What the exercise asks. Copy every line of the listing below verbatim, leaving the pictures out of your reply.

[Data entries]
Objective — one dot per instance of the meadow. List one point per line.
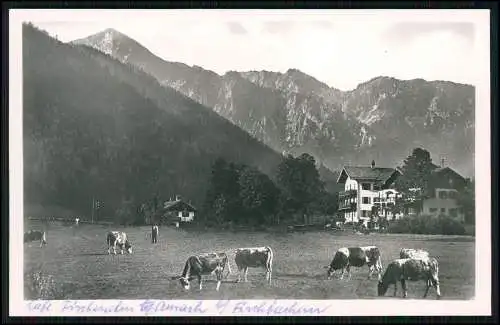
(76, 258)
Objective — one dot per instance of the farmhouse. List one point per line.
(176, 212)
(442, 193)
(364, 188)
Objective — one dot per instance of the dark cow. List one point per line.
(36, 235)
(413, 253)
(118, 238)
(204, 264)
(254, 257)
(154, 234)
(347, 257)
(410, 269)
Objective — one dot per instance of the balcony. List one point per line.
(348, 194)
(349, 206)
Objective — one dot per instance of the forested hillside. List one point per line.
(94, 127)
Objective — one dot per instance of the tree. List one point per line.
(416, 173)
(258, 195)
(222, 199)
(299, 181)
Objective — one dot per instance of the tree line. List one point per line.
(242, 195)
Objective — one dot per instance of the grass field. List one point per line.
(77, 258)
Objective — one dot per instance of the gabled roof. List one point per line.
(168, 205)
(380, 174)
(444, 170)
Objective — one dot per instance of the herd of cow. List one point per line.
(412, 264)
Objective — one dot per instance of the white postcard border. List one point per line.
(480, 305)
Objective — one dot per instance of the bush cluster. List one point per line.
(427, 225)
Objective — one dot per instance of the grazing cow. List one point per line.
(154, 234)
(204, 264)
(410, 269)
(118, 238)
(36, 235)
(347, 257)
(254, 257)
(413, 253)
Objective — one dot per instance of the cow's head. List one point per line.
(330, 271)
(185, 283)
(128, 247)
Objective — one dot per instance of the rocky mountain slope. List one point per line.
(382, 119)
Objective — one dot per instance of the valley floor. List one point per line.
(77, 260)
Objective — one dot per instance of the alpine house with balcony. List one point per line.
(364, 188)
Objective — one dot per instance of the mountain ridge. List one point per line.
(89, 119)
(303, 114)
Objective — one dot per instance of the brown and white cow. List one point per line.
(254, 257)
(413, 253)
(204, 264)
(118, 238)
(347, 257)
(410, 269)
(36, 235)
(154, 234)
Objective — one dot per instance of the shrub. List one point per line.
(41, 286)
(428, 225)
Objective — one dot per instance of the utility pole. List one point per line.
(92, 211)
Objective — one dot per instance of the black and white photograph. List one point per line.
(227, 157)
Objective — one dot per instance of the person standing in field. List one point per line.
(154, 234)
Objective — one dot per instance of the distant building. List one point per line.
(442, 193)
(176, 212)
(364, 188)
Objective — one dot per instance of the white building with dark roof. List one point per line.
(364, 188)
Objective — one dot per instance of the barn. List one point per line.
(177, 212)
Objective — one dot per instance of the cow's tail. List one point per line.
(270, 257)
(379, 262)
(108, 239)
(186, 272)
(226, 263)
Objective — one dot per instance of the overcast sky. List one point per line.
(339, 47)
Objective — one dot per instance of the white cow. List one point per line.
(254, 257)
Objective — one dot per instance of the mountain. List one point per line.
(95, 127)
(382, 119)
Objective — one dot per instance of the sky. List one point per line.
(342, 48)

Answer to the problem.
Objective — one dot per instance of the meadow. List one point per line.
(76, 258)
Objective — one dot per instance of the farmhouse. List one point per line.
(176, 212)
(442, 193)
(364, 188)
Objective — one dot per instance of the dark cow. List one point per line.
(36, 235)
(413, 253)
(118, 238)
(204, 264)
(254, 257)
(154, 234)
(347, 257)
(410, 269)
Objective — one dot per instance of the balcony. List one point per line.
(348, 194)
(349, 206)
Objective — one dot per instance of the forested hillside. List one point per line.
(94, 127)
Objective — one dot per instance of the tree. List one point per line.
(416, 173)
(258, 195)
(222, 199)
(299, 181)
Objective — one dot per instance of the tree line. List one point per line.
(242, 195)
Objective — one dot per instance of the grass field. List one point per line.
(77, 258)
Objective — one dot per instance of the gabled roof. List one point per line.
(168, 205)
(380, 174)
(444, 170)
Objective — one dot per instance of the herd of cow. List one point per line.
(412, 264)
Objective — one dot per instance of the white postcard border. List one point per line.
(480, 305)
Objective — one dot per instance of the bush cluster. List one point per line.
(427, 225)
Objective — one dot per instance of the grazing cow. List one point per line.
(154, 234)
(204, 264)
(410, 269)
(118, 238)
(36, 235)
(347, 257)
(254, 257)
(413, 253)
Objective — one dot per instance of the cow's head. List one point per line.
(330, 271)
(185, 283)
(128, 247)
Objective — one dot per instance of the rocky mountain slope. List one point per line.
(382, 119)
Objective — one dot per instance of the valley floor. List one point per line.
(77, 260)
Objective — one dot per instance of the alpine house with balcony. List one point per line.
(364, 188)
Objective — one dot per instance of the mountain ridge. List one point per line.
(89, 119)
(303, 114)
Objective — one dot per instance of the brown and white cow. List one point per line.
(254, 257)
(413, 253)
(204, 264)
(118, 238)
(347, 257)
(410, 269)
(36, 235)
(154, 234)
Objective — one dot per instance of the shrub. List one point per line.
(41, 286)
(428, 225)
Objective — one dot per instance of the utility pole. List one point per line.
(92, 211)
Objective — one dot per instance of the black and white photograph. List one point per line.
(227, 157)
Objective — one dot per instance of the person standing in field. List one point per line.
(154, 234)
Objective — one dot per instance of the distant building. List one point per line.
(442, 193)
(176, 212)
(364, 188)
Objective — one dot per instance of the white building with dark roof. List one point per line.
(364, 188)
Objective — one dot per instance of the barn. List one point per line.
(177, 212)
Objective — one dot per instance of the cow's tail. List one point per line.
(270, 257)
(379, 262)
(108, 239)
(186, 272)
(226, 263)
Objective — one dot per instance of the overcast sky. List one point per line.
(339, 47)
Objective — one dot per instance of the white cow. List one point per line.
(254, 257)
Objective — one dot per instance of the mountain. List one point per line.
(95, 127)
(382, 119)
Objective — one dot per instance of the sky. List one point per line.
(342, 48)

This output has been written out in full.